═══ Selected extract
The shared server 110 is a computer having the same structure as the server 100. The shared server 110 manages only at least one of piece of data corresponding to a key satisfying a specific condition. In the first embodiment, a piece of data to be subjected to temporary access concentration is stored in advance in the shared server 110. The shared server 110 manages data temporarily stored therein.


This can suppress reduction of the access performance of a specific server 100 and can process a piece of specific data at high speed. Thus, access performance throughout the system can be maintained.


A condition for storage into the shared server 110 is not limited to that mentioned above. Any condition is applicable that involves necessity of managing at least one of piece of data separately from other plurality of pieces of data. As an example, an applicable condition may involve necessity of processing at least one of piece of data preferentially to other plurality of pieces of data, or necessity of managing the at least one of piece of data separately for reason of security, for example.


The server 100 stores a plurality of pieces of data in units of a certain key range and functions as a master server to manage the plurality of pieces of data included in the certain key range. The server 100 holds a plurality of pieces of replicated data of a plurality of pieces of data included in a key range managed by a different server 100, and functions as a slave server. In the below, data managed by a master server is also called master data, and data managed by a slave server is also called slave data.


The shared server 110 stores only a specific key and functions as a master server for the specific key. The shared server 110 may store a plurality of pieces of replicated data in a different server 100.


The cluster of the first embodiment does not include a unique server to become a management server responsible for management of the entire computer system. All the servers 100 in the cluster are handled as equivalent servers. Thus, in response to a failure occurred in one server 100, a different slave server can continue process as a new master server, so that the process can be continued while the computer system is not stopped.
══════
═══ Dataset excerpt
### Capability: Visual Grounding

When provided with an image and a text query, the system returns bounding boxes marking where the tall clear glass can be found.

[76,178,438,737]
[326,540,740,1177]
══════
* What you will do:
**a.** According to the shared server passage, what role does the shared server 110 take for the specific key it stores?
**b.** Continue the shared server passage from the point where it stops.
The data comes from a separate source and has no connection to the passage about the shared server.

* Answers provided:
**a.** It functions as a master server for that specific key.

**b.**
The processor 210 executes a program stored in the main memory device 220. Execution of the program by the processor 210 can realize functions provided in the server 100. In the below, process being executed while a program is described as the subject of a sentence means that the program is being executed by the processor 210.


The main memory device 220 stores the program to be executed by the processor 210 and information necessary for execution of the program. The main memory device 220 may be a memory, for example.


The main memory device 220 of the first embodiment stores a program to realize a data managing unit 310, a statistical information managing unit 320, a replication controller 330, and a specific key managing unit 340. The main memory device 220 further stores as necessary information structure information 350 and statistical information 360.


The main memory device 220 also stores a memory store 370 functioning as a database to construct KVS. The memory store 370 stores a plurality of pieces of data including a key and a value in a pair. The memory store 370 of each server 100 stores data included in a certain key range. The auxiliary storage device 230 stores various types of information.


The auxiliary storage device 230 may be a HDD or an SSD, for example. The auxiliary storage device 230 stores a disk store 380 functioning as a database to construct KVS. The disk store 380 of each server 100 stores a plurality of pieces of data including a key and a value in a pair.


The following describes the program and the information stored in the main memory device 220.


The data managing unit 310 controls various processes on a plurality of pieces of data managed by the server 100. The data managing unit 310 receives an access request from the client device 120, and controls processes such as reading and writing of data based on the access request.


More specifically, the data managing unit 310 refers to the structure information 350 to search for at least one of piece of data responsive to the received access request, and transmits a result of the search result to the client device 120 having transmitted the access request.


The statistical information managing unit 320 obtains statistical information such as the number of accesses in each server 100 and updates the statistical information 360.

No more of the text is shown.